----- RECORDED DATA

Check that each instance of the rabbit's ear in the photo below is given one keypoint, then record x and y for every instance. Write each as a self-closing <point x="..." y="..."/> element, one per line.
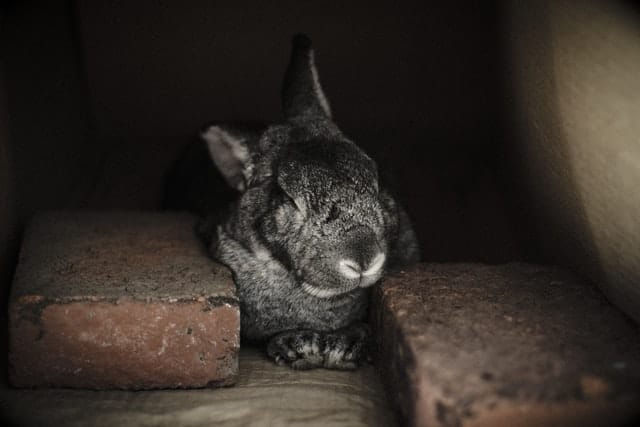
<point x="302" y="96"/>
<point x="230" y="152"/>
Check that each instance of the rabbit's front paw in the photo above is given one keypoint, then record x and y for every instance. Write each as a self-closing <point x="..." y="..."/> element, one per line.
<point x="301" y="349"/>
<point x="346" y="348"/>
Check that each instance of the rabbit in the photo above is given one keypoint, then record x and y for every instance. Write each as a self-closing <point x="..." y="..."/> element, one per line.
<point x="311" y="231"/>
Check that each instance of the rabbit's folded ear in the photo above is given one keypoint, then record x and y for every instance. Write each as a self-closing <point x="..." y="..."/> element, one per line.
<point x="229" y="151"/>
<point x="302" y="96"/>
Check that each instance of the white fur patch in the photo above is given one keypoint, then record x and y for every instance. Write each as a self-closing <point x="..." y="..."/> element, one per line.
<point x="348" y="268"/>
<point x="318" y="292"/>
<point x="334" y="357"/>
<point x="376" y="265"/>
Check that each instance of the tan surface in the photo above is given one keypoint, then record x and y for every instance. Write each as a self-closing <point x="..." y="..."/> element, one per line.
<point x="573" y="69"/>
<point x="265" y="395"/>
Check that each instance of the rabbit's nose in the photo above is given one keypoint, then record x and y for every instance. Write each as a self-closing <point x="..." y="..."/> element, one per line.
<point x="353" y="270"/>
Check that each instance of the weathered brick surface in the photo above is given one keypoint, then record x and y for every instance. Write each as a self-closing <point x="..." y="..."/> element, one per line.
<point x="121" y="300"/>
<point x="517" y="345"/>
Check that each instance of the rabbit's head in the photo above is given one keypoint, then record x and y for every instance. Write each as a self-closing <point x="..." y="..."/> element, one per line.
<point x="310" y="197"/>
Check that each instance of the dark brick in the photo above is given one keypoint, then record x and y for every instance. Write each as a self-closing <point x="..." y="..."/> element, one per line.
<point x="121" y="300"/>
<point x="517" y="345"/>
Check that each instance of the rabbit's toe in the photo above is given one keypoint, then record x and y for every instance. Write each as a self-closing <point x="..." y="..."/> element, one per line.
<point x="346" y="348"/>
<point x="301" y="349"/>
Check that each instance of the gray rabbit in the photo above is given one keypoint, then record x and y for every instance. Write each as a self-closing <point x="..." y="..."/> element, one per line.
<point x="311" y="231"/>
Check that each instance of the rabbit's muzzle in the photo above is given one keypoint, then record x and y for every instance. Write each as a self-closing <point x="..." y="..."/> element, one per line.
<point x="363" y="259"/>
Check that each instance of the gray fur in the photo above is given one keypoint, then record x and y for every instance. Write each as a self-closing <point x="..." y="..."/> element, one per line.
<point x="310" y="198"/>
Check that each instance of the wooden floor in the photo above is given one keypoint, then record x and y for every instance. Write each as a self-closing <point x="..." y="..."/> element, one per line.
<point x="265" y="395"/>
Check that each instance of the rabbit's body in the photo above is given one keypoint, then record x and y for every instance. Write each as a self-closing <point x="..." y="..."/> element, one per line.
<point x="311" y="231"/>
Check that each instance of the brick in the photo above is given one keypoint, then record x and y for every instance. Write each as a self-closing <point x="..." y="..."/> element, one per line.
<point x="517" y="345"/>
<point x="120" y="300"/>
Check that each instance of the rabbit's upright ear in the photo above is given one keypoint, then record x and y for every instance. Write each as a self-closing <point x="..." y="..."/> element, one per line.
<point x="229" y="150"/>
<point x="302" y="96"/>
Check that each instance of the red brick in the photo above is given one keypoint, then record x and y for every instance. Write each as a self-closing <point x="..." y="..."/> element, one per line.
<point x="121" y="300"/>
<point x="516" y="345"/>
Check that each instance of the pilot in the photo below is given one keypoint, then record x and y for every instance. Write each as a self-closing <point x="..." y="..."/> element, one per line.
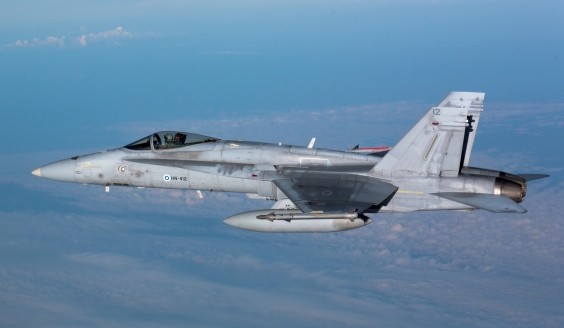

----------

GOAL. Write out all of the lines above again, switching "keypoint" to "marker" and changing nothing else. Omit the pictures.

ANSWER TO THE EXERCISE.
Check that each instance of the rabbit's ear in the photo below is given one marker, then record x and y for every instance. Write each as a self-closing <point x="..." y="..."/> element, one per line.
<point x="302" y="96"/>
<point x="230" y="152"/>
Check that each instance of the rabbit's front paw in the photo above is given one marker, then record x and y for every instance. Write each as a self-closing <point x="..." y="..."/> element, one per line.
<point x="301" y="349"/>
<point x="346" y="348"/>
Check that each instance of the rabbit in the photo above is given one marker, then record x and y for every instance. Write each as a self-closing <point x="..." y="..."/> element, one per line.
<point x="311" y="231"/>
Check that each instance of the rabbit's folded ear in the photo above is given one marker, then record x and y for every instance. Write each as a self-closing <point x="..." y="..."/> element, one per line.
<point x="229" y="151"/>
<point x="302" y="96"/>
Check that each instance of the white fur patch in the photo above is given one marker, then record x and y for every instance. Write each as a self-closing <point x="..." y="..."/> element, one per line.
<point x="348" y="268"/>
<point x="318" y="292"/>
<point x="334" y="357"/>
<point x="376" y="265"/>
Check that each instance of the tan surface in the photo above is given one marker, then record x and y for every instance. Write each as a self-closing <point x="..." y="..."/> element, one per line.
<point x="573" y="69"/>
<point x="265" y="395"/>
Check that each instance of the rabbit's nose in the photo above is given one marker, then record x and y for every instance. Write each as a self-closing <point x="..." y="..."/> element, one per line.
<point x="353" y="270"/>
Check that each instance of the weathered brick surface in the photo above is given one marker, then record x and y for every instance. Write each as a self-closing <point x="..." y="..."/> element, one per line.
<point x="121" y="300"/>
<point x="517" y="345"/>
Check that each instance of the rabbit's head in the photo above is given one marker, then record x and y for every instance. Write each as a self-closing <point x="..." y="..."/> element, one per line.
<point x="310" y="197"/>
Check that each instance of the dark brick in the photo above is given one marker, then record x and y for every instance. Write each as a self-closing <point x="..." y="..."/> element, one per line.
<point x="121" y="300"/>
<point x="517" y="345"/>
Check that each instance of the rabbit's toe in the photo above is given one marker, then record x and y for every instance. Write each as a self-closing <point x="..." y="..."/> element, one per line.
<point x="346" y="348"/>
<point x="301" y="349"/>
Check that each instance of the gray rabbit in the photo above is given one marker, then record x and y for every instance. Write each as a self-closing <point x="..." y="..."/> element, one per line.
<point x="311" y="231"/>
Check that each instance of the rabbit's muzzle in the photo above is given one marker, then record x and y for every instance. Write each as a self-closing <point x="..." y="..."/> element, one per line.
<point x="363" y="259"/>
Check that each instance of the gray fur in the photo above is given one marker, then record x and y for every instance. Write each as a self-closing <point x="..." y="..."/> element, one per line.
<point x="310" y="198"/>
Check that each instance of the wooden floor in the photo above is given one marker, then record x and y for every instance. Write each as a self-closing <point x="..." y="..."/> element, one per line.
<point x="265" y="395"/>
Check that each instance of the rabbit's body in the photo above is given one marker, then record x and y for every instance. Write each as a self-closing <point x="..." y="..."/> element, one per line.
<point x="311" y="231"/>
Check that each instance of the brick in the photo above is given one marker, then record x and y for every instance. Write each as a self-closing <point x="..." y="..."/> element, one per line.
<point x="517" y="345"/>
<point x="120" y="300"/>
Check that each instance of the rabbit's upright ear in the photo above is given one marker, then record x and y for every instance. Write each as a self-closing <point x="..." y="..."/> element, one per line.
<point x="229" y="150"/>
<point x="302" y="96"/>
Check that each instance of the red brick in the photo above is given one marker, then record x and y for every instance. Write each as a self-closing <point x="..." y="..."/> element, one per line.
<point x="121" y="300"/>
<point x="516" y="345"/>
Check that each instance of the pilot in the photo below is given one marker, then record x and y for every instance. Write each as a self-closing <point x="..." y="..."/> element, one per line.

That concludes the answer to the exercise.